### ACTIVITY:
Note how many lines of the material that follows include the string "green", and state only that number.

### DATA FOR THIS EXERCISE:
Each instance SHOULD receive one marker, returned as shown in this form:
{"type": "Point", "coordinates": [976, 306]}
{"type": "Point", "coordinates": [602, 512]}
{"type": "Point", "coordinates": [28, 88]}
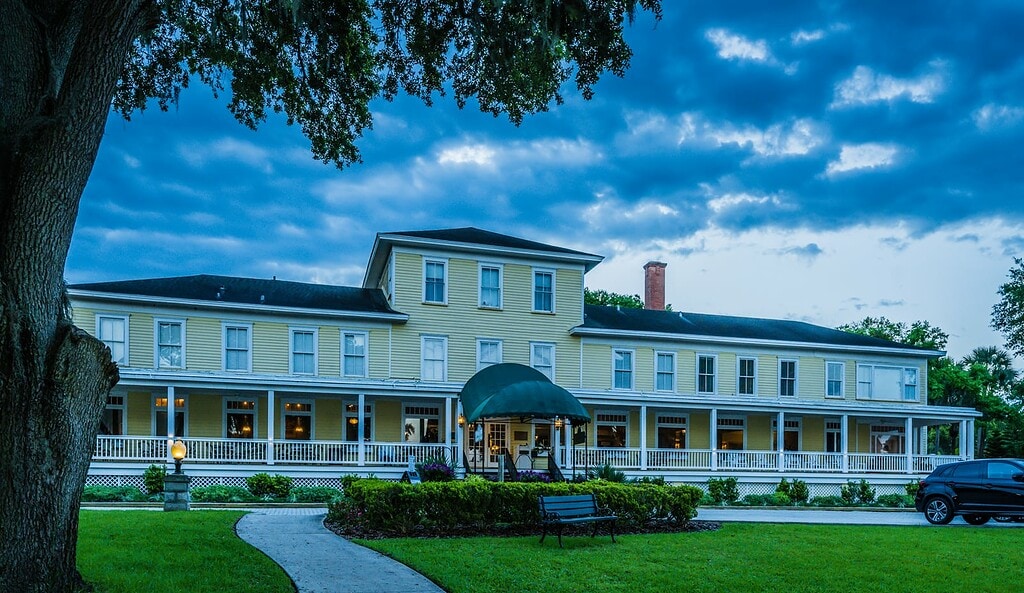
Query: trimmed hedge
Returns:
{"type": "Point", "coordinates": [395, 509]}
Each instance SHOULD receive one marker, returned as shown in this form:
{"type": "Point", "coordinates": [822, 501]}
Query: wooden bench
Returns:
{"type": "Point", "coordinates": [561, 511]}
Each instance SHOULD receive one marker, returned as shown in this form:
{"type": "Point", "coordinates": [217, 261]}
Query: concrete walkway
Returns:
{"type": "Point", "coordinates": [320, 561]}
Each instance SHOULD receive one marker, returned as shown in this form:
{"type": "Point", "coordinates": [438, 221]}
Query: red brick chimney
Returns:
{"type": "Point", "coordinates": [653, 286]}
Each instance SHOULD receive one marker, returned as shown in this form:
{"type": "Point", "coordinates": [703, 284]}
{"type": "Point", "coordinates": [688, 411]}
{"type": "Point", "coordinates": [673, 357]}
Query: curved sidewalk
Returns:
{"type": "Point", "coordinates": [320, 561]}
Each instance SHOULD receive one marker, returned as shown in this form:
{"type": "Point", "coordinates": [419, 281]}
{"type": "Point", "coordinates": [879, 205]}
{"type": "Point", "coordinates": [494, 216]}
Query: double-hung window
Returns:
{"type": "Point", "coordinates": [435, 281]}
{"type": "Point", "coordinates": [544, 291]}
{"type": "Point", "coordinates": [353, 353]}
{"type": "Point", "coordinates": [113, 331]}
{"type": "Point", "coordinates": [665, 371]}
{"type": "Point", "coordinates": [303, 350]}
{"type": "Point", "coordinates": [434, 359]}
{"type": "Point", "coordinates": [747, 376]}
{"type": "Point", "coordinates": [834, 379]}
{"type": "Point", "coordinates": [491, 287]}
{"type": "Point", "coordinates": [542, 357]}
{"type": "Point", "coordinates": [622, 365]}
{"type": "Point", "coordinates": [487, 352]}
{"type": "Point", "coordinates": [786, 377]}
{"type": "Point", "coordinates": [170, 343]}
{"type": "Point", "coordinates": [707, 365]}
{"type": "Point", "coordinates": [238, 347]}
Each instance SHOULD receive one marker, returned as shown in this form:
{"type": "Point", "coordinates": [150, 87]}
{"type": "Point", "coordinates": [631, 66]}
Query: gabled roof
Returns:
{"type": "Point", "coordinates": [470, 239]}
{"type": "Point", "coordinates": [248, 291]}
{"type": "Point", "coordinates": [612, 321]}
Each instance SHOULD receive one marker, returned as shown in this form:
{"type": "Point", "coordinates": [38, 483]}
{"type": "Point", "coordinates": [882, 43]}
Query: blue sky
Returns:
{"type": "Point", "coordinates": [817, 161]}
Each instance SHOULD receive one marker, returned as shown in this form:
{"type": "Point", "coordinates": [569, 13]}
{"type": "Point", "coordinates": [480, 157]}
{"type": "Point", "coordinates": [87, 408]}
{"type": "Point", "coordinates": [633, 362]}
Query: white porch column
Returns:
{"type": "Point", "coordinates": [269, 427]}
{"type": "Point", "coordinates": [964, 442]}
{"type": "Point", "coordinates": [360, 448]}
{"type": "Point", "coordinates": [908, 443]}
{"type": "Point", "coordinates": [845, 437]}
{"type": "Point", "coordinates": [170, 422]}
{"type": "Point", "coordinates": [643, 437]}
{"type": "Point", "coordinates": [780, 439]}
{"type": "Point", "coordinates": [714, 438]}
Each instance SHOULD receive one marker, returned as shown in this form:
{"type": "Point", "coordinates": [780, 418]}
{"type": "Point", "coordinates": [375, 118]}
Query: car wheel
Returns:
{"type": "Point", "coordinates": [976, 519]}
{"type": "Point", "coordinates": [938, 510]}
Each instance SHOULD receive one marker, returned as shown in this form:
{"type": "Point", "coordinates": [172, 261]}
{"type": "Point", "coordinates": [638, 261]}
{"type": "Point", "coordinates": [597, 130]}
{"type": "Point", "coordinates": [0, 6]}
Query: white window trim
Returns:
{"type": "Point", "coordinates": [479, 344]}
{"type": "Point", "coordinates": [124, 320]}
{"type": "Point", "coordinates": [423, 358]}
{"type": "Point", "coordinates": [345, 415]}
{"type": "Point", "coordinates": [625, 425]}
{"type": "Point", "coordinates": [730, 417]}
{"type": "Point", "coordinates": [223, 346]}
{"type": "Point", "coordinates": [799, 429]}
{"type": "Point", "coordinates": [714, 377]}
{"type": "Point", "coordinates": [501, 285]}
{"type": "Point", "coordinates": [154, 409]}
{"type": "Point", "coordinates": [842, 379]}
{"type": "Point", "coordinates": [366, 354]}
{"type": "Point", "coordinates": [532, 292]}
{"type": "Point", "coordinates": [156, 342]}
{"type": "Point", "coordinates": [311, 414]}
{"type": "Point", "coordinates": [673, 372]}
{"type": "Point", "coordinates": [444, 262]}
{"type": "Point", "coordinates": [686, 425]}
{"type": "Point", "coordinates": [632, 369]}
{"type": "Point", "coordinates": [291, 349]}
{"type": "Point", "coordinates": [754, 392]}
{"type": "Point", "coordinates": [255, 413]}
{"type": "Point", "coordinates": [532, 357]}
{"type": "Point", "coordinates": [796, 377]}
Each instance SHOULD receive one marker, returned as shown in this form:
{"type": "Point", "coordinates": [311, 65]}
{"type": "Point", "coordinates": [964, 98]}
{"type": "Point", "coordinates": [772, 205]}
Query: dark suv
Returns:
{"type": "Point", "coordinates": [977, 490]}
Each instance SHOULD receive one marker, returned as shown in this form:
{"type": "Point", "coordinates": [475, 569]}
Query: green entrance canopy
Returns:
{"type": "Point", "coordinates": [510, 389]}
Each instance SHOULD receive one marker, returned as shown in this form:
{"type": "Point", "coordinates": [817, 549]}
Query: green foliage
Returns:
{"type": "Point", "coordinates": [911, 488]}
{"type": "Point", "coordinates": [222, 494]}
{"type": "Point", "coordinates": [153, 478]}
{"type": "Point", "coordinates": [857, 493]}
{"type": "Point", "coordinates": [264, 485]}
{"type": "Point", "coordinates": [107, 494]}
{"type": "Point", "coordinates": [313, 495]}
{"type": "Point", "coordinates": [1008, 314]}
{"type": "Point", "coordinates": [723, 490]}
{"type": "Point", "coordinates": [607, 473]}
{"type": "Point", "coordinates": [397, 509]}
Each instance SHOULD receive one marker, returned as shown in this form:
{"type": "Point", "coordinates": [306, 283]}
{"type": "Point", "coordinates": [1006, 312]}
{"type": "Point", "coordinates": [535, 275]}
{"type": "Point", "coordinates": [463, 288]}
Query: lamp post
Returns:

### EXPECTED ANSWER:
2